__Source document__
──────────
# Semi-belated NGD: Luna Rose Nylon (with tone test/demo video)



## Preciousyetvicious (May 24, 2014)

Since I've been steadily working on improving my jazz chops for an acoustic jazz project I'm doing with my boyfriend, I have been jonesing for a nylon that doesn't make my left hand feel like crap. The first company that came to mind was Luna Guitars, as they are a company known to make guitars that are more comfortable for people with smaller hands (or little girly hands, if you want to be more blunt, teehee!). Being affordable is also a plus!

Admittedly, I wanted _this_ one just from looking at it on the Luna website. But, as there was no way I could try the guitar before buying it, I made sure that I had the option to ship it back to the seller for a refund if it turned out to be a crappy playing or sounding guitar. Thankfully, that's not the case at all in either department.  

Specs (copied from Luna website):

Tinted Abalone inlay
Body: Folk
Top: Quilted Maple
Back/Sides: Mahogany
Neck: Mahogany
Fretboard / Bridge: Rosewood
Preamp/Tuner: B-band
Scale: 25 1/2
Nut Width: 1 5/8
Finish: Gloss

Pics:













Video:


----------



## vansinn (May 28, 2014)

Looks very neat. I normally wouldn't care for such decorations, but it works on this one.
Seems to have pretty decent upper fret access too.
Any words on the pricing?

Difficult to judge the tone from the clip; most of the spectrum seems very neatly balanced for the samba encore and jazzy styles, though the low end seems to lack a bit of strength, but that could be a matter of string selection and the recording.
──────────
__What the task asks__
Answer these from the guitar thread:
(a) According to the specs, what is the top made of?
(b) What is Luna Guitars known for, according to the first post?
(c) In the reply, which part of the tone seems to lack strength?
──────────
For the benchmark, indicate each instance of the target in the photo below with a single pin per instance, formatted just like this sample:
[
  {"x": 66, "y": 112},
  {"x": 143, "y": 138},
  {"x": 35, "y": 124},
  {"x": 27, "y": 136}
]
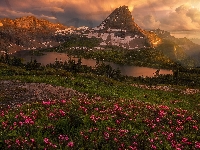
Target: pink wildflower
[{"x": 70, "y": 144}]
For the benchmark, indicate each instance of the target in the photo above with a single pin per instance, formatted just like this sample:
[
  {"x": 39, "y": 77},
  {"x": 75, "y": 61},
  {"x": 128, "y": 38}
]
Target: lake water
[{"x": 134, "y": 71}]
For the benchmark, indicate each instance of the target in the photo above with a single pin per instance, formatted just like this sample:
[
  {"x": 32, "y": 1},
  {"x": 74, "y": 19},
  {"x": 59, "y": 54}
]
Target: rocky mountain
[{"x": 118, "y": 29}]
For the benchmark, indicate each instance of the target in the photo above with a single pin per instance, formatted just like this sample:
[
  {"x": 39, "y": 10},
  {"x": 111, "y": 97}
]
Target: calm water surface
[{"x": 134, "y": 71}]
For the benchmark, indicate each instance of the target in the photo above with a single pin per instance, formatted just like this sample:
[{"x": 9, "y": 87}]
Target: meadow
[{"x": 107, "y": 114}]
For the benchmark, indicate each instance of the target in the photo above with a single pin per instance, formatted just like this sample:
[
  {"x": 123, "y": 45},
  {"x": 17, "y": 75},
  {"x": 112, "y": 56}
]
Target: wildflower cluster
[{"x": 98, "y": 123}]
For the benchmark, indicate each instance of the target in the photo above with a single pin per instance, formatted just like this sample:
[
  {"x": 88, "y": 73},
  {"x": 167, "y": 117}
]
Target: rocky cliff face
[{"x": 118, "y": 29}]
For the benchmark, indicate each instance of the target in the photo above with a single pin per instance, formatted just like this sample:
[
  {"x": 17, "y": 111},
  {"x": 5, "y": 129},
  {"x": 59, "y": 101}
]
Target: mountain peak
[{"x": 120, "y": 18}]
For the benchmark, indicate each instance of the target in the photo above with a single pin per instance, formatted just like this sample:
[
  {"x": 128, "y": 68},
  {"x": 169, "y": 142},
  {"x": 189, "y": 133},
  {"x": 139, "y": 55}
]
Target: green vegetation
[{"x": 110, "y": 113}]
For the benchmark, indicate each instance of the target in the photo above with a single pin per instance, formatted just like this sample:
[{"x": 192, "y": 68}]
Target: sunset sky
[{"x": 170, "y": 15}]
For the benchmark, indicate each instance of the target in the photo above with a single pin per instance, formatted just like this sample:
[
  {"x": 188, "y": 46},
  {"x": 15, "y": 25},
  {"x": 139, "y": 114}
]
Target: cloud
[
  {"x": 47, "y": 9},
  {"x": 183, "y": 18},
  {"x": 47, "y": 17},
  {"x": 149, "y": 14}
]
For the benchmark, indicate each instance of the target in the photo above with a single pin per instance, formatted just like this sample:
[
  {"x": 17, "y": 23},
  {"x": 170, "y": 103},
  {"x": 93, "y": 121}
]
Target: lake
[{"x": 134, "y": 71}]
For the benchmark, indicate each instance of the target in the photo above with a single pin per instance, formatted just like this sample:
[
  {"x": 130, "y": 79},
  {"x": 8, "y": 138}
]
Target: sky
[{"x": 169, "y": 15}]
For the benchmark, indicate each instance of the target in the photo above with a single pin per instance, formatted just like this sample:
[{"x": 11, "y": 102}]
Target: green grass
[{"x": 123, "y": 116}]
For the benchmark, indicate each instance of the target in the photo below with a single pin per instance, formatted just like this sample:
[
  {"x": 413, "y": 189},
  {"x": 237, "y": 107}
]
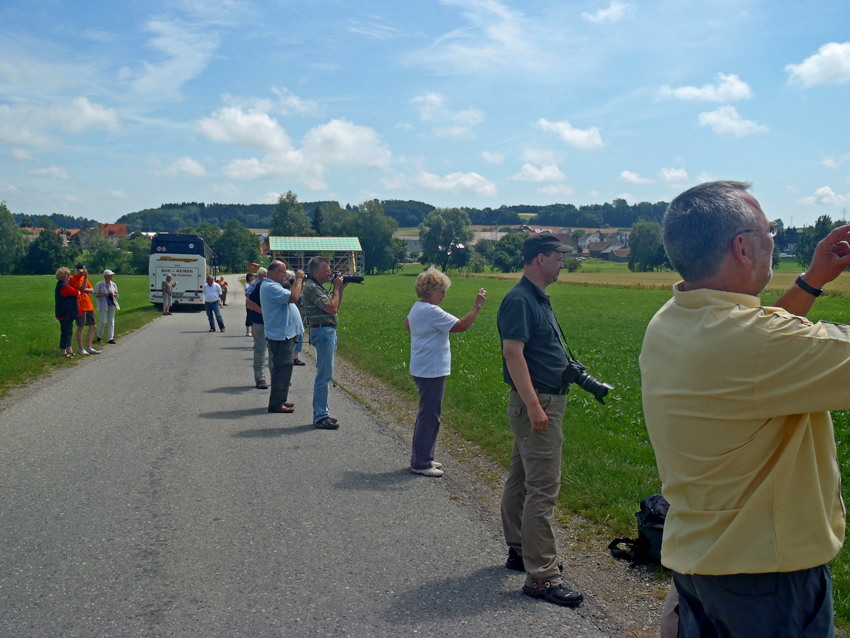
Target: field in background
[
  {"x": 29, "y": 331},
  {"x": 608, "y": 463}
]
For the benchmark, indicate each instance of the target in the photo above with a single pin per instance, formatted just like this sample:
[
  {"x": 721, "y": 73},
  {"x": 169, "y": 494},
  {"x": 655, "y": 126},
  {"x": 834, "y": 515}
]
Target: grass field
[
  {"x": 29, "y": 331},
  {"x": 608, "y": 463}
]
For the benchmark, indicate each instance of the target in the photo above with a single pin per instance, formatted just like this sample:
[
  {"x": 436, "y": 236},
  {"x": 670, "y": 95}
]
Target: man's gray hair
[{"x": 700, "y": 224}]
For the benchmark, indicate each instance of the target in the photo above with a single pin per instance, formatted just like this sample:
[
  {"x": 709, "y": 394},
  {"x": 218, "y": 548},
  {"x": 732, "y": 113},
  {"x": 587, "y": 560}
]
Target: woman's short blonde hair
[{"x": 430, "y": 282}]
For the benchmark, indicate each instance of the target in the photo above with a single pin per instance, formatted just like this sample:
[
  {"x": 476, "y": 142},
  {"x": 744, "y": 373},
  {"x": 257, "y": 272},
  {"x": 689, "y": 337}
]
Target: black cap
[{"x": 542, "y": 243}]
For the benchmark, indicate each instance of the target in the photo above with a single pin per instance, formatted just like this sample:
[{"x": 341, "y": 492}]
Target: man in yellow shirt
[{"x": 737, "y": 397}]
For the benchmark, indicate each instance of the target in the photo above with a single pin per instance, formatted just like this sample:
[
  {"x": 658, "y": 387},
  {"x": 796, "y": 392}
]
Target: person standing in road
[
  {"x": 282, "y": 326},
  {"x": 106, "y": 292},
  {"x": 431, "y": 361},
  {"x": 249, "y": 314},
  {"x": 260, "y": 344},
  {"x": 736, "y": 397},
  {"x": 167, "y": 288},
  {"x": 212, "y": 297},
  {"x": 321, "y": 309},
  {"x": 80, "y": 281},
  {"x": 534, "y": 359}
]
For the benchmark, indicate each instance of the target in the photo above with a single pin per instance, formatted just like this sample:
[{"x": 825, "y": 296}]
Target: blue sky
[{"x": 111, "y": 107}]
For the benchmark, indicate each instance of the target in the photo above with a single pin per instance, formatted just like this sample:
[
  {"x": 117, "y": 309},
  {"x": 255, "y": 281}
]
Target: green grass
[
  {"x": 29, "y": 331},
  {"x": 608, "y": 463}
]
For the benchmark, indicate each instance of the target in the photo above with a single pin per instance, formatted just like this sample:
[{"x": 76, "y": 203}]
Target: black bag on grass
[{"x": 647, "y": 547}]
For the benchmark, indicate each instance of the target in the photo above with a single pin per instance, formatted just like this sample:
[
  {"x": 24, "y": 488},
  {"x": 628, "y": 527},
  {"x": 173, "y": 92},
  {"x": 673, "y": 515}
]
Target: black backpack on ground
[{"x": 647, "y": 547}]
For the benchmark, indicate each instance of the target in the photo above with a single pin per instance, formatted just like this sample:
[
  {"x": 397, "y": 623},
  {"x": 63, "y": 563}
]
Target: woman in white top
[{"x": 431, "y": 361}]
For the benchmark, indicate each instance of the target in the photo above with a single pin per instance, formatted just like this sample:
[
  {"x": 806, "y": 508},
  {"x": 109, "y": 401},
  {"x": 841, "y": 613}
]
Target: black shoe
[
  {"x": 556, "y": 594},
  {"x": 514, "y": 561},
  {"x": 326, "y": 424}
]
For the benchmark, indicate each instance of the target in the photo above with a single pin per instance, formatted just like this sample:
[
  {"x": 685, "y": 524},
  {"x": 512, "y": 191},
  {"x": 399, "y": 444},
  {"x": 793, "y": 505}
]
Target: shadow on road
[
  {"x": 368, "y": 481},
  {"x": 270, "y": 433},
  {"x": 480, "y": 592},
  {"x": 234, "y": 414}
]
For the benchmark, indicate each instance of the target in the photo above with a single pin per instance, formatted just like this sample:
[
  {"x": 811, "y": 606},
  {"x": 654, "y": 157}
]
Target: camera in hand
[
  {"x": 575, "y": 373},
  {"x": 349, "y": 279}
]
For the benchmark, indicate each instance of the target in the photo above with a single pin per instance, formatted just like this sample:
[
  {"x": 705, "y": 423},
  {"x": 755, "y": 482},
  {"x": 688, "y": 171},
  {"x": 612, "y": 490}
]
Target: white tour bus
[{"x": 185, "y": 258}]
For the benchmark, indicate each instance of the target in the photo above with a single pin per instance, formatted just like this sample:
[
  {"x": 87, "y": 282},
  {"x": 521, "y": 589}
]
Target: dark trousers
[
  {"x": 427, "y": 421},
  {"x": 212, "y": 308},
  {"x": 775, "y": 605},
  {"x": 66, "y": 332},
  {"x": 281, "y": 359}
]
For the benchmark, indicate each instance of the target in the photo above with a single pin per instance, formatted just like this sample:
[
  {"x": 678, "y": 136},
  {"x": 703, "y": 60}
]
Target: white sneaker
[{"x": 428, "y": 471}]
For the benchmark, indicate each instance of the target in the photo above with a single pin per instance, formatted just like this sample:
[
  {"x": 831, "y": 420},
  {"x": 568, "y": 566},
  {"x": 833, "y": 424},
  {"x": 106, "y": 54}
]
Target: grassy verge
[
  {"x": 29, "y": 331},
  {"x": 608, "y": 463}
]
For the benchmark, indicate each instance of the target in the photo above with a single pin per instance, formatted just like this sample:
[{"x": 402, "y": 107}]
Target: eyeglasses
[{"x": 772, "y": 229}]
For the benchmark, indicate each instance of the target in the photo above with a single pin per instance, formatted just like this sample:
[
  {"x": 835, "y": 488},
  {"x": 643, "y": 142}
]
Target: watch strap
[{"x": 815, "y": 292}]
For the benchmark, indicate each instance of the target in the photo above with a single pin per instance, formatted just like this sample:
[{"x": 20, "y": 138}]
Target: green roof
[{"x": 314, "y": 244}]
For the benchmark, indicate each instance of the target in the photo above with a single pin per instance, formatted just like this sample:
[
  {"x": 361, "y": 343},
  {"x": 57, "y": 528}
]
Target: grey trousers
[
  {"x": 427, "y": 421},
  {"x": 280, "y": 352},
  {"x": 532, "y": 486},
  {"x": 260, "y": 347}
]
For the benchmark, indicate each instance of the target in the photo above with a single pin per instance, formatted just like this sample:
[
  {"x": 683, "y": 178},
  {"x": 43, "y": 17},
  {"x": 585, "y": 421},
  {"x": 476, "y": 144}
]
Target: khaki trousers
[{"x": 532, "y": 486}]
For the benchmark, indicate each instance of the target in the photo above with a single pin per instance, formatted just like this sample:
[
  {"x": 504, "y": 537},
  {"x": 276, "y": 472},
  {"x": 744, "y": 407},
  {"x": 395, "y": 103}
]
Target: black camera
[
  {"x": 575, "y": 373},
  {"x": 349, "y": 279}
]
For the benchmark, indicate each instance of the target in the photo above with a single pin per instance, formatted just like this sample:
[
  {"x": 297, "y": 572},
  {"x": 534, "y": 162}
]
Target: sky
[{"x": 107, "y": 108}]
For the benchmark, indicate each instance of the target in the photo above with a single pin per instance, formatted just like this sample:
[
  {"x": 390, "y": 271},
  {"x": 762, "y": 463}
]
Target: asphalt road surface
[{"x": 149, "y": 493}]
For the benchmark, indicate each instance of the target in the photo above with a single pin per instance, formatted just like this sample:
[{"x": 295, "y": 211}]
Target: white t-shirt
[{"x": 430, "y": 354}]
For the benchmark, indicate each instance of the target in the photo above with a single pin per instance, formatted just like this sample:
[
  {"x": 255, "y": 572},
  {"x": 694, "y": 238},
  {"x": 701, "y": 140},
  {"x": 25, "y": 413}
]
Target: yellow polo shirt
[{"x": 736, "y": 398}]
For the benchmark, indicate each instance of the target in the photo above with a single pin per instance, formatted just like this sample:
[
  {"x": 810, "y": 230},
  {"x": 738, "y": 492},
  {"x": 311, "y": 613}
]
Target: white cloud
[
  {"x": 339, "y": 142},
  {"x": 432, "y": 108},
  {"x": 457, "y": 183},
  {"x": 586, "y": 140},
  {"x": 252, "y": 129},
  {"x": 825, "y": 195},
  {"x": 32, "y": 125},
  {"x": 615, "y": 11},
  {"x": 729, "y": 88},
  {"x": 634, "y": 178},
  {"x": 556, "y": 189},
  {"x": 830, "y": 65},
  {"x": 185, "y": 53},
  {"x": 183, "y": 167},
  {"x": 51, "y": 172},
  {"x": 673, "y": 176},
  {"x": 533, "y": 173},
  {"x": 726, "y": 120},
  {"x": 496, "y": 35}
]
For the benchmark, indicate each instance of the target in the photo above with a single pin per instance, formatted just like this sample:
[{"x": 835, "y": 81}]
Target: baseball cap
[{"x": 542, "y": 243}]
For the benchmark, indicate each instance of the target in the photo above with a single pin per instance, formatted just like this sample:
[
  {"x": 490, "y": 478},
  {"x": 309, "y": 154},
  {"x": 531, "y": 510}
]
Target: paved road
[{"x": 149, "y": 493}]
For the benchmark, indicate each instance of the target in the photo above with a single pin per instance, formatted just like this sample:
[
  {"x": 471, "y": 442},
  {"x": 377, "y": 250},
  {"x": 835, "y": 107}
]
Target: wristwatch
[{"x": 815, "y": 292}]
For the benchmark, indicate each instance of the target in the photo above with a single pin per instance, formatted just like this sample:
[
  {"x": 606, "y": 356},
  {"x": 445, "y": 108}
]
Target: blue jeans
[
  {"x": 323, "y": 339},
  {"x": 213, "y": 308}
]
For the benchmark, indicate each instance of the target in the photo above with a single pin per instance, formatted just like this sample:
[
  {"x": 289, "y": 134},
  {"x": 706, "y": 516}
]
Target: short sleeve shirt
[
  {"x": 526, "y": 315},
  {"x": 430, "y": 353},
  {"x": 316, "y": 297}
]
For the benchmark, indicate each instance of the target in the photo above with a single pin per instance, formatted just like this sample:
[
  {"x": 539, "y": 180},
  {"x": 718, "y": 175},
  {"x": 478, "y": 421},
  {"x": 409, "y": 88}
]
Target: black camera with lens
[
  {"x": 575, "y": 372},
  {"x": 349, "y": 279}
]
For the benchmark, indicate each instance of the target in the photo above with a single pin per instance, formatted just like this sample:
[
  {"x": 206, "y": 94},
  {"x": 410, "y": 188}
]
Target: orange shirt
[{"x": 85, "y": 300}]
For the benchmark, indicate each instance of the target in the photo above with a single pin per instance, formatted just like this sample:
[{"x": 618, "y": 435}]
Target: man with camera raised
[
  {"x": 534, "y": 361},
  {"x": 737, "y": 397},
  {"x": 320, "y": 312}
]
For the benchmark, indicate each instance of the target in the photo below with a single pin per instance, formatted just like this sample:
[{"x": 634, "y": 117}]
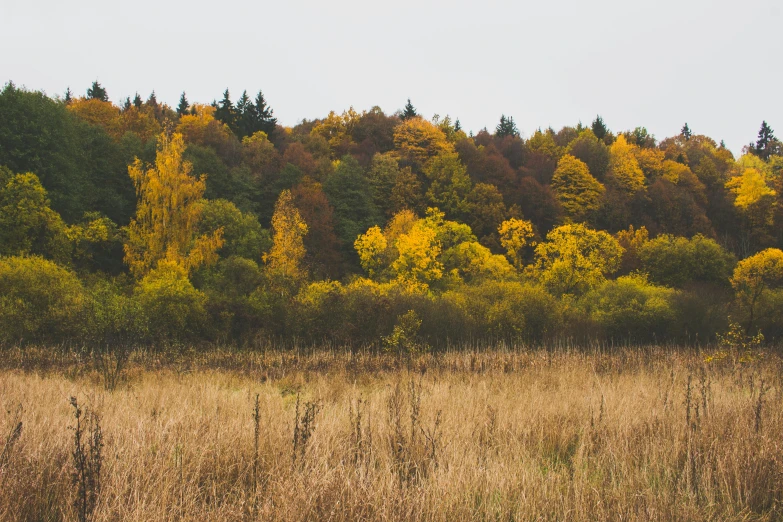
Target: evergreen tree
──────────
__Exercise output__
(a) Quilted maple.
(b) Making guitars that are more comfortable for people with smaller hands.
(c) The low end.